**TEXT PROVIDED:**

Scaling Meteor on AWS for a short burst

Hi folks,

we’re currently running our AWS instance on a t2.medium instance, since we don’t have thousands of concurrent users. We’re using mup for deployment, with that single instance.

However, we expect a major user burst tomorrow. We can’t estimate how many of them might access the app at the same time, but we want to take some precautions.

I am thinking about the following strategy:

  • Spin a larger instance tonight, as a replacement for the t2.medium, e.g. t2.large
  • Have an even larger instance as a backup, e.g. t2.xlarge
  • If the load expects our expectations, hot swap the instances by re-assigning the Elastic IP to the larger one
  • Both servers will use the same Mongo DB instance on ATLAS

I wanted to ask if there are any caveats in this approach? Especially, what will happen to users who are currently signed in?

Will Meteor just re-establish the WebSocket connection (as it would normally do if the connection was down for a moment, like on mobile), or will the users be logged out completely?

And is there a way to handle this better, without changing the overall infrastructure too much?

3 Likes

I’d rather prepare to scale horizontally especially if how much users to expect is unknown. But that will require changes in your infra

2 Likes

Yes, I know. But that’s a risk on that short time-frame. What would be the easiest way to accomplish this with mup?

I don’t use mup but there should be a load balancing option there with sticky sessions

I’m using loadbalancer and auto scaling feature from Google Cloud and it works well with Meteor. Normally I run only one Meteor instance but when the load increased, it will auto add more instances.
The only bottle neck here is mongodb database.

1 Like

Atlas autoscales by default

2 Likes

I’m using local database. Our database is a little bit large so it’s cheaper to setup a replica set.

1 Like

mup with mup-aws-beanstalk and add a load balancer which IMHO is the right way to go with AWS.

1 Like

Thanks, that looks pretty straight forward.

Questions here:

  • You mention to setup a load balancer. Is this a separate step, or is this done automatically by mup / mup-beanstalk?

**PROVIDED RECORDS:**
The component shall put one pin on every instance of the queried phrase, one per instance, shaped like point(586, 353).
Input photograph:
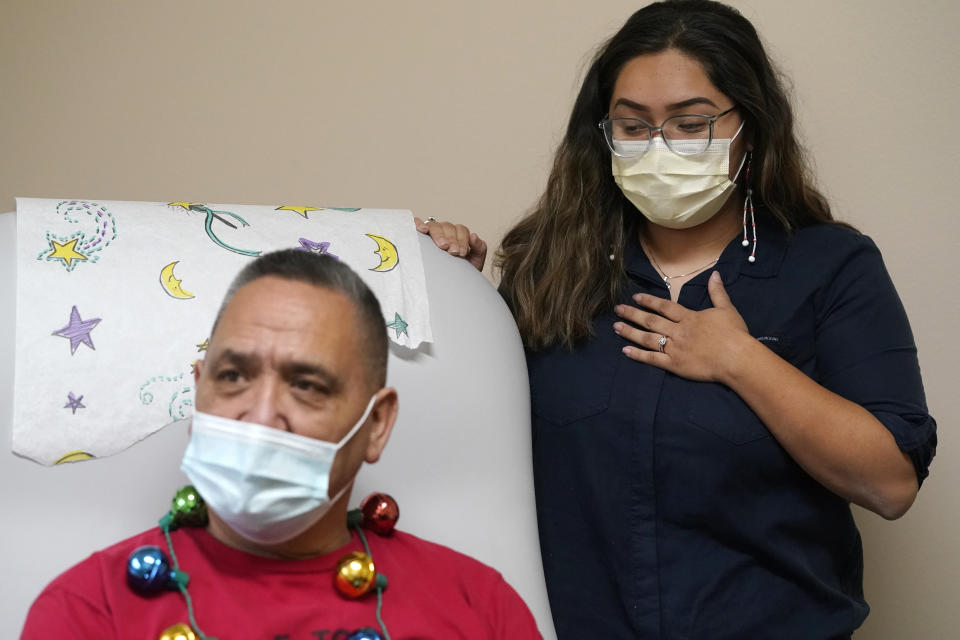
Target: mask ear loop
point(748, 207)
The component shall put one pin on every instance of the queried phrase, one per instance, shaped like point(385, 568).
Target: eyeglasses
point(685, 135)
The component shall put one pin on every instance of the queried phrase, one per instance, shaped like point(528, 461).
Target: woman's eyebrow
point(676, 106)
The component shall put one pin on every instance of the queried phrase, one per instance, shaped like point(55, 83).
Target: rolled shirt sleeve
point(865, 352)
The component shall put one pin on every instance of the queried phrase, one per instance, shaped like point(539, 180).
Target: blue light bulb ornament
point(149, 572)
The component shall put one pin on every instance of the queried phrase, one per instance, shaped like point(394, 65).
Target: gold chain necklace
point(666, 278)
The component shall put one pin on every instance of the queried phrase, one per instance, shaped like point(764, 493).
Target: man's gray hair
point(329, 273)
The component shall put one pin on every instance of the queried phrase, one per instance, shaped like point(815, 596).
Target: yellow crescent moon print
point(387, 252)
point(74, 456)
point(171, 284)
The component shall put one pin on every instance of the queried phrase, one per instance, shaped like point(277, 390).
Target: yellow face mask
point(673, 190)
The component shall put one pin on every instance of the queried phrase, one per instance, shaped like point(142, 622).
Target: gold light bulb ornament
point(178, 632)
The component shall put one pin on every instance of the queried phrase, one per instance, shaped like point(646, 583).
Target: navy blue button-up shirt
point(666, 508)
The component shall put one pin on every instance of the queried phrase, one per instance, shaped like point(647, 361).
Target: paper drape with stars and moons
point(115, 302)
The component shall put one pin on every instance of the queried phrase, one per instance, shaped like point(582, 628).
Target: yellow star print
point(66, 251)
point(301, 210)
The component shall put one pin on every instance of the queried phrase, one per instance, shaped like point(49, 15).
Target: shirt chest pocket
point(569, 386)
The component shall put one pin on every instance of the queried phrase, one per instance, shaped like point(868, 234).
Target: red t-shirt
point(432, 592)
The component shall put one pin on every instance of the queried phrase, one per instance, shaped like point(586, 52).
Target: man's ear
point(382, 416)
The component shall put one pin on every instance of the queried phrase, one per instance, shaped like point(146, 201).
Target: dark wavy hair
point(555, 265)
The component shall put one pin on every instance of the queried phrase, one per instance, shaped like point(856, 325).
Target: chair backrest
point(458, 463)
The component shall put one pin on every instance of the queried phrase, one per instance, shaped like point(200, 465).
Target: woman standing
point(717, 367)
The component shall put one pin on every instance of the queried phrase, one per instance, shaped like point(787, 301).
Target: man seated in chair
point(290, 402)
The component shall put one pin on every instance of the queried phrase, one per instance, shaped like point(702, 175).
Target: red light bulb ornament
point(380, 513)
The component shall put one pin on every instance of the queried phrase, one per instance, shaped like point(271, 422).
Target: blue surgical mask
point(266, 484)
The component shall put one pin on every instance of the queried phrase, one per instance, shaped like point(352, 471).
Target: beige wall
point(452, 109)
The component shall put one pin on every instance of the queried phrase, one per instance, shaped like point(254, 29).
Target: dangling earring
point(748, 207)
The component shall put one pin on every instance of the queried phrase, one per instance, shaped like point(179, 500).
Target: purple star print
point(316, 247)
point(78, 330)
point(73, 403)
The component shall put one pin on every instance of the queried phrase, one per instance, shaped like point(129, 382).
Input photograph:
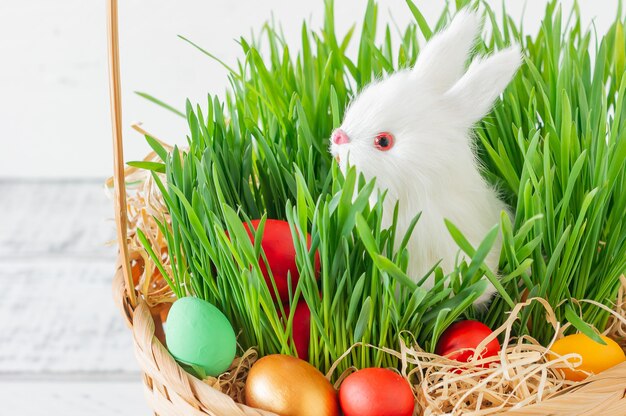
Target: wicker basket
point(170, 391)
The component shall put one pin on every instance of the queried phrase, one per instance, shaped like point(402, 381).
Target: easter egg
point(278, 245)
point(289, 386)
point(301, 328)
point(460, 338)
point(198, 334)
point(595, 356)
point(376, 392)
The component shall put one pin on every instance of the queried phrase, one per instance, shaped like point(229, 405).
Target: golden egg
point(595, 357)
point(289, 386)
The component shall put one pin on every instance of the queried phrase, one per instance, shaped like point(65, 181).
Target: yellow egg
point(289, 386)
point(595, 357)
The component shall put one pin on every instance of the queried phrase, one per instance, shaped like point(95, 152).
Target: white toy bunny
point(412, 132)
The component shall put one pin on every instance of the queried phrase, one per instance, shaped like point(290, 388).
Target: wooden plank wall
point(64, 349)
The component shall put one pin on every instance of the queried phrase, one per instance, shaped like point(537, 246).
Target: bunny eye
point(383, 141)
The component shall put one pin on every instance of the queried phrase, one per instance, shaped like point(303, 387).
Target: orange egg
point(289, 386)
point(595, 357)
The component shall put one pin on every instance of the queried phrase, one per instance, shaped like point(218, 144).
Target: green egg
point(198, 334)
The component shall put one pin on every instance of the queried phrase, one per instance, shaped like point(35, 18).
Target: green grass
point(555, 145)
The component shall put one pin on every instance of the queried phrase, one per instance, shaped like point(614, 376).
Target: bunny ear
point(473, 95)
point(442, 60)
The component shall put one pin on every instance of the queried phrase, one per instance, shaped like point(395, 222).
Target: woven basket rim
point(170, 390)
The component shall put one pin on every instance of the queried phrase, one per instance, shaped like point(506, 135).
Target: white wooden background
point(64, 349)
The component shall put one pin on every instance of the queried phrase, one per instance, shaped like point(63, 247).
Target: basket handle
point(121, 218)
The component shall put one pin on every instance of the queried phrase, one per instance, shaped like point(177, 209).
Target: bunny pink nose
point(340, 137)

**PROBLEMS TO WORK ON:**
1. Repeat the part of the listing that opens with its first line and closes with the line containing "point(685, 135)". Leave the pictures out.
2. Continue the forum thread about scaling Meteor on AWS from where it stops.
The forum thread and the listing are unrelated material.

**ANSWERS FOR THE EXERCISE:**
1.
The component shall put one pin on every instance of the queried phrase, one per instance, shaped like point(586, 353).
Input photograph:
Target: mask ear loop
point(748, 207)
The component shall put one pin on every instance of the queried phrase, one per instance, shaped like point(385, 568).
Target: eyeglasses
point(685, 135)

2.
  • How do I connect my domain to this setup? Mine is not hosted at Amazon, so I currently have an A record that points to the Elastic IP of the single instance I am using.
  • How are the instances configured on AWS anyways? How does AWS know which OS, disk space etc. I need? I do not see a way to define a “template instance” for this?
  • Am I able to ssh to these instances? I have to do it once in a while to clean up to regain disk space
  • The guide mentions that the default instance is t2.micro. This seems a bit small to me. Or is the horizontal scaling that effective? Our app does not do complex stuff in the background, but we have a couple of subscriptions.

Are there any other steps that have to be done in the AWS console to setup Beanstalk itself, that are not mentioned in this guide?

2 Likes
  • You mention to setup a load balancer. Is this a separate step, or is this done automatically by mup / mup-beanstalk?

yes, beanstalk will create it for you.

  • How do I connect my domain to this setup? Mine is not hosted at Amazon, so I currently have an A record that points to the Elastic IP of the single instance I am using.

pointing your A record to the load balancer

  • How are the instances configured on AWS anyways? How does AWS know which OS, disk space etc. I need? I do not see a way to define a “template instance” for this?

mup-beanstalk will set up this for you with the appropriate settings for Meteor as you don’t have a lot of time I wouldn’t worry about this

  • Am I able to ssh to these instances? I have to do it once in a while to clean up to regain disk space

I don’t remember if this is an option but are you storing files locally? If you are going to see a burst in users it may be better to store these in S3 or something similar

  • The guide mentions that the default instance is t2.micro. This seems a bit small to me. Or is the horizontal scaling that effective? Our app does not do complex stuff in the background, but we have a couple of subscriptions.

As you are going to have this for a short time I would spend some money to have extra capacity so I wouldn’t go with micro.

One question: how many users are you expecting?

One problem that you could have that horizontal scaling is not going to help is with oplog with these users are going to cause a lot of writes. As each server will try to catch up with all the changes happening in the oplog this could bring your app down.

2 Likes

Thanks for the quick response!

How do I know this IP address? Normally, I would use the Elastic IP I have set-up. But if mup does everything automagically, where should I look for the load balancer address?

My files are in S3. Yet I had to ssh quite some time to free up some space using docker prune. They used to use up my disk space over time and then the deploy did not work anymore. If this cleanup stuff is not necessary anymore with mup-beanstalk, this would be amazing.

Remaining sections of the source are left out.